• [PROBLEM TO SOLVE]: Where does the string "outline" appear? Copy every line of the entries below that holds it.

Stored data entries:
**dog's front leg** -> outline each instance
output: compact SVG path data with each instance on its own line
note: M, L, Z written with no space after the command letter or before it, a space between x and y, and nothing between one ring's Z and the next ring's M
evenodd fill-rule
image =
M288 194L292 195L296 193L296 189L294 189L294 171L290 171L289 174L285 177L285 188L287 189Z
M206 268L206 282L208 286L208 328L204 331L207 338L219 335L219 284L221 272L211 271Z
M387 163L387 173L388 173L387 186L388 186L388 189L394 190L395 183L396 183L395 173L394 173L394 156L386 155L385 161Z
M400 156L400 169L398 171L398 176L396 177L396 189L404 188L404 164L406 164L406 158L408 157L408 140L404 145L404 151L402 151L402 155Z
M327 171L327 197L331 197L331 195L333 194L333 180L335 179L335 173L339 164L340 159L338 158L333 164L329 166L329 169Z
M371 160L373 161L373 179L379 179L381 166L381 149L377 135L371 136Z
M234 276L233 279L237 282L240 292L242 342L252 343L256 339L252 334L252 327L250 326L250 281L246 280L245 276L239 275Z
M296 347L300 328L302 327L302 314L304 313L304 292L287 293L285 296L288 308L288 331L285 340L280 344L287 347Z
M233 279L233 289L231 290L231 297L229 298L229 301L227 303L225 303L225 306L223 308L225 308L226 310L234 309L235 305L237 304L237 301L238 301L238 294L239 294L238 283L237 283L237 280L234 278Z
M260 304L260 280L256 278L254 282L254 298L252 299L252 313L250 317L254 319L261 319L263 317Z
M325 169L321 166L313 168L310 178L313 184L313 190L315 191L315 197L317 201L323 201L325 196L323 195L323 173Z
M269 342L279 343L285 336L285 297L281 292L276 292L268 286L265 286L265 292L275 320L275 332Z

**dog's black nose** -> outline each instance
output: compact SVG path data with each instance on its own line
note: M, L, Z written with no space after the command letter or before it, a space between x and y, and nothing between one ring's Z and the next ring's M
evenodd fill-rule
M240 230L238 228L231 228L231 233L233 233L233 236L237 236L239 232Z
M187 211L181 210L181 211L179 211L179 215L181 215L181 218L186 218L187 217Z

==

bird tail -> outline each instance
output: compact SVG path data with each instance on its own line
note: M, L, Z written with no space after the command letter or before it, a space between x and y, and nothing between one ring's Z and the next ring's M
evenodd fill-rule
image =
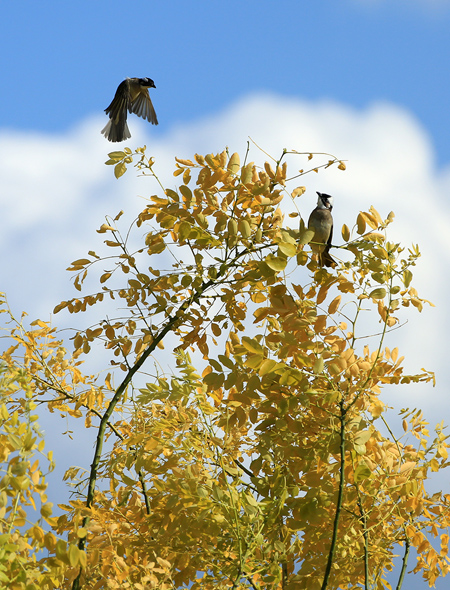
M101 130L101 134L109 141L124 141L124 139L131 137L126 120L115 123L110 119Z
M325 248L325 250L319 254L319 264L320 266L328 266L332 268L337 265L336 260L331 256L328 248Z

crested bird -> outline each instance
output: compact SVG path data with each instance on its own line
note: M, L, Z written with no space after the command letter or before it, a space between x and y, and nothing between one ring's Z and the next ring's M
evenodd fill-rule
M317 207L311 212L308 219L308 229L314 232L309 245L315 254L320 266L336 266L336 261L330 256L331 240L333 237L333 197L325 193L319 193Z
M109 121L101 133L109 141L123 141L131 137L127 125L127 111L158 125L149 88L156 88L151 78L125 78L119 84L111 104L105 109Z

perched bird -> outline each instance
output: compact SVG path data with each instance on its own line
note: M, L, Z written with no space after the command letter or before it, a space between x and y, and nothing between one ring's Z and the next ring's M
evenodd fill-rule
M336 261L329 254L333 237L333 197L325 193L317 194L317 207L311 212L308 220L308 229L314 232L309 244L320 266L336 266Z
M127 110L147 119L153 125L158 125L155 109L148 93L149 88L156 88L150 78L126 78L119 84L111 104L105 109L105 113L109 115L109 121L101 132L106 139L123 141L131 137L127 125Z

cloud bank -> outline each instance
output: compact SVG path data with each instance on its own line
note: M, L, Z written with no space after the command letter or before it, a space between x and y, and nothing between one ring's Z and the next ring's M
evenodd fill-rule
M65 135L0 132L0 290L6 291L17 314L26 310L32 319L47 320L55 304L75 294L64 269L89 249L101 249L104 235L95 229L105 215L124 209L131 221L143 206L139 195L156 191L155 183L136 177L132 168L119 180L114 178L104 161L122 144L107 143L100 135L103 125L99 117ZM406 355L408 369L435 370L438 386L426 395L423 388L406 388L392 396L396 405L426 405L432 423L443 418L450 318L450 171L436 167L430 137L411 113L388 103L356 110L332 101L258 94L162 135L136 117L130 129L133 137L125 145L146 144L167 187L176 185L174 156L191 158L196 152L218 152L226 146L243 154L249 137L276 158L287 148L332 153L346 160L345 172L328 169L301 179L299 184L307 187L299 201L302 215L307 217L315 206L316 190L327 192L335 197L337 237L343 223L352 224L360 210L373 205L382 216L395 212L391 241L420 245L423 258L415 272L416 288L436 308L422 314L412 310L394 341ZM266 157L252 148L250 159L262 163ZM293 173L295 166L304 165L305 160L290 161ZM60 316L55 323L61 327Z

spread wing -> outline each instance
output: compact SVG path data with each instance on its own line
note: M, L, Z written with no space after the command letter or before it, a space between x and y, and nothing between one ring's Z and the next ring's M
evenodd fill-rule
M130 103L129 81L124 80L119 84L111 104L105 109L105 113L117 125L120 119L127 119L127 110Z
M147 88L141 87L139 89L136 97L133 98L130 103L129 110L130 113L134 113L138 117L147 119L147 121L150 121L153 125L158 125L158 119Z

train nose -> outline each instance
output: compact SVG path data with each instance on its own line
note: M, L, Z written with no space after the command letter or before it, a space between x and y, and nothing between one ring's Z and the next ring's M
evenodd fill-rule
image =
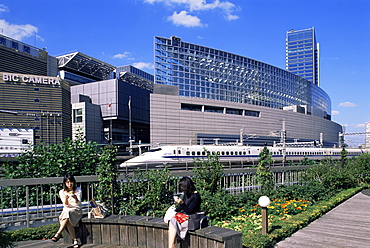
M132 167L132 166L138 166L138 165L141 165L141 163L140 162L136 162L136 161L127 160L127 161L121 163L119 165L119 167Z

• [THE ANSWER]:
**dog's front leg** -> outline each instance
**dog's black nose** -> outline each instance
bird tail -> outline each instance
crested bird -> outline each instance
perched bird -> outline each instance
cloud bank -> outline each instance
spread wing -> outline each instance
train nose -> outline each instance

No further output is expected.